## What to work on
a: Using the press release, decide whether each statement agrees with it: (i) the U.S. national security machine costs $1 trillion a year to operate; (ii) the new book was published by RAND; (iii) Andrew Hoehn is described as a bestselling author. Answer yes or no for each and quote the deciding words of the press release.
b: Reproduce the part of the press release starting at "New Book by" and ending at "and New Threats.".

## Passage for review
☆ ☆ ☆ ☆ ☆

New Book by Hoehn and Shanker Asserts America's National Security Machine Has Gone Astray, Fails To Keep U.S. Safe—But Can Be Fixed
For Release
Thursday
May 11, 2023
RAND Corporation photo
Photo courtesy of Chad J. McNeeley
American taxpayers pay for a national security machine that costs $1 trillion a year to operate, yet too often the U.S. government gets it wrong on critical issues, RAND senior vice president Andrew Hoehn and bestselling author Thom Shanker write in Age of Danger: Keeping America Safe in an Era of New Superpowers, New Weapons, and New Threats.
The new book, published this week by Hachette, looks at the major challenges facing America—from superpowers China and Russia to emerging threats like pandemics, cybersecurity, climate change, and drones—and reimagines the national security apparatus into something that can truly keep Americans safe.

☆ ☆ ☆ ☆ ☆

## Data excerpt
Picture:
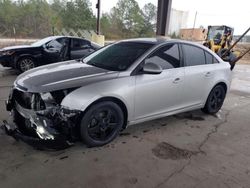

☆ ☆ ☆ ☆ ☆

## Task-by-task solutions
a:
(i) Yes: "costs $1 trillion a year to operate"
(ii) No: "published this week by Hachette"
(iii) No: "RAND senior vice president Andrew Hoehn"

b:
New Book by Hoehn and Shanker Asserts America's National Security Machine Has Gone Astray, Fails To Keep U.S. Safe—But Can Be Fixed
For Release
Thursday
May 11, 2023
RAND Corporation photo
Photo courtesy of Chad J. McNeeley
American taxpayers pay for a national security machine that costs $1 trillion a year to operate, yet too often the U.S. government gets it wrong on critical issues, RAND senior vice president Andrew Hoehn and bestselling author Thom Shanker write in Age of Danger: Keeping America Safe in an Era of New Superpowers, New Weapons, and New Threats.